━━ DATA EXCERPTS ━━
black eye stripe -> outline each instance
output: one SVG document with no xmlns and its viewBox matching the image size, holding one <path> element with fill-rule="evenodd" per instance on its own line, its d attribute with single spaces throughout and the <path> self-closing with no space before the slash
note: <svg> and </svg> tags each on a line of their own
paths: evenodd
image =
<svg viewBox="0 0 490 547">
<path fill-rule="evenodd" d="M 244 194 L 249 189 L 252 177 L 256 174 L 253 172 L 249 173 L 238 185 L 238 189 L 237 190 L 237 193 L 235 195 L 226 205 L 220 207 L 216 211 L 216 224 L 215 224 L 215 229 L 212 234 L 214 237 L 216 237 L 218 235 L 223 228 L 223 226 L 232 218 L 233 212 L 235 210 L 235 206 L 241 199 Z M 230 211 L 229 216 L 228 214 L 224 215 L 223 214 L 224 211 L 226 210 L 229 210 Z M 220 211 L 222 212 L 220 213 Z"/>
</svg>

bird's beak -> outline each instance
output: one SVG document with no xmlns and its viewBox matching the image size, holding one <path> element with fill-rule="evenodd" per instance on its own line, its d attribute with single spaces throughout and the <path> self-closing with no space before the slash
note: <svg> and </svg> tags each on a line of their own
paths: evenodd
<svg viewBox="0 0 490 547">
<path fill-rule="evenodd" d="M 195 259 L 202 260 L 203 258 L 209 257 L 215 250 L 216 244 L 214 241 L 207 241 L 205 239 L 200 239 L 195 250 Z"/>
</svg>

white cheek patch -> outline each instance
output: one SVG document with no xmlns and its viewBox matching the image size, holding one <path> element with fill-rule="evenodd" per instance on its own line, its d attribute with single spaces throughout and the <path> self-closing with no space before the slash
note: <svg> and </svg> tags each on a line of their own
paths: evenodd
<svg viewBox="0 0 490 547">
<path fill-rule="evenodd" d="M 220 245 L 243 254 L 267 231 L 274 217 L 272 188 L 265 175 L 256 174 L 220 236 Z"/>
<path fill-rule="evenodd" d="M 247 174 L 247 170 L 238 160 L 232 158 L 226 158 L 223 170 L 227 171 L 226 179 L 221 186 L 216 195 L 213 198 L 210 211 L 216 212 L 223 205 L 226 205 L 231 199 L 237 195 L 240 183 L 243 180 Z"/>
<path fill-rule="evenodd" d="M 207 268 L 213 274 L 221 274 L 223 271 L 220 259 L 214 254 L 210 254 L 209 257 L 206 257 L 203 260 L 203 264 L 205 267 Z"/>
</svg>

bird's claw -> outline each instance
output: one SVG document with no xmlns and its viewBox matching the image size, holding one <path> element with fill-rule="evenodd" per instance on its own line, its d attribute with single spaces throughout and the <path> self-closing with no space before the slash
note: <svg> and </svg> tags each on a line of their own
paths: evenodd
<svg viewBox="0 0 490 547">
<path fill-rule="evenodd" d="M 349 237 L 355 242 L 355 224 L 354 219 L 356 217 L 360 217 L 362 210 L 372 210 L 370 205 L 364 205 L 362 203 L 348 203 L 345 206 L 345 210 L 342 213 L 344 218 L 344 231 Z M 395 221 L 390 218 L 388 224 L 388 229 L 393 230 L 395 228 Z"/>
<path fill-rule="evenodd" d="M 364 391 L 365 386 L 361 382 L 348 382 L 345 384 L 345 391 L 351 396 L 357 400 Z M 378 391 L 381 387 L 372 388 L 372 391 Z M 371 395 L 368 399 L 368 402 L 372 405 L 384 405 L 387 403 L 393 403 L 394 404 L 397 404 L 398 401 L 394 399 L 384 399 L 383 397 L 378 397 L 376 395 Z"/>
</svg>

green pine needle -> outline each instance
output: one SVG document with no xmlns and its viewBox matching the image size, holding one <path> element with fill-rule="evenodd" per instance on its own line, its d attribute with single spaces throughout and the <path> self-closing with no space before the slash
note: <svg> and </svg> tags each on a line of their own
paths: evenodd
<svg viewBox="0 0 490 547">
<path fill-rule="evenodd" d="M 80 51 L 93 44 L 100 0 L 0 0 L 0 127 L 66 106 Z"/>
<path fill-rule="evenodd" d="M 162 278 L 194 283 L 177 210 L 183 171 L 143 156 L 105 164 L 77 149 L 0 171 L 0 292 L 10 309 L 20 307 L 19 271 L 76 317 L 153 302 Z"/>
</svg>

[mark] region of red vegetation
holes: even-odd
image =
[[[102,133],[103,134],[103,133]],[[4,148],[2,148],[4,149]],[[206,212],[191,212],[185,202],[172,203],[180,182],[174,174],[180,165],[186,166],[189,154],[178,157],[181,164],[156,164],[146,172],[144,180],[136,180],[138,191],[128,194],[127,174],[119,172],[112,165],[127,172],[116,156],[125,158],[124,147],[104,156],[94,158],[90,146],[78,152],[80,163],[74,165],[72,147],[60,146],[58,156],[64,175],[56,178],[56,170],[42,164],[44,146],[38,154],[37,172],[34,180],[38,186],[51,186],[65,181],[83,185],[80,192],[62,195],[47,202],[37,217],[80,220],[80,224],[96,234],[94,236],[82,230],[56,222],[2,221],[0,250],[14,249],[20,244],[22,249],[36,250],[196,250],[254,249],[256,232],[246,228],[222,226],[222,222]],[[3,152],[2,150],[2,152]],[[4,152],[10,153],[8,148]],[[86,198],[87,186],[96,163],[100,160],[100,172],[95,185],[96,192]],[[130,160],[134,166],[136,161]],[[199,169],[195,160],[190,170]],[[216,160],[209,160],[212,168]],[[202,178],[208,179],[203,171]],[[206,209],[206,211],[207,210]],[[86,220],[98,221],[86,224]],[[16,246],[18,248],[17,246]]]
━━━
Can you write out again every line from the one with "[mark] region of red vegetation" through the end of the lines above, request lines included, adding 34 to each coordinate in the answers and leaving everything else unchanged?

**TASK ANSWER**:
[mark] region of red vegetation
holes: even-odd
image =
[[[136,167],[137,168],[137,167]],[[38,182],[36,182],[38,183]],[[240,246],[225,246],[219,236],[206,237],[214,216],[208,208],[214,199],[220,200],[223,188],[212,191],[215,198],[190,198],[180,206],[178,214],[170,214],[172,225],[162,228],[161,208],[153,206],[146,199],[161,206],[150,190],[159,192],[158,181],[138,190],[128,192],[124,180],[112,186],[114,197],[108,199],[106,181],[94,180],[92,190],[98,209],[90,212],[90,204],[76,198],[78,180],[72,188],[71,206],[68,214],[72,220],[85,220],[99,215],[117,219],[114,226],[96,229],[81,236],[71,251],[114,254],[114,258],[130,268],[128,270],[116,264],[90,256],[36,255],[34,284],[48,283],[54,278],[56,283],[70,284],[230,284],[288,283],[290,266],[280,262],[256,260],[256,256]],[[37,186],[36,184],[36,186]],[[38,186],[44,187],[42,182]],[[120,232],[121,220],[130,197],[134,194],[134,206],[129,219],[130,226]],[[164,194],[168,200],[170,195]],[[233,203],[229,194],[224,204]],[[250,194],[243,194],[246,202]],[[236,212],[242,213],[237,205]],[[240,243],[240,245],[241,244]],[[120,254],[132,255],[120,258]],[[50,280],[52,282],[51,280]]]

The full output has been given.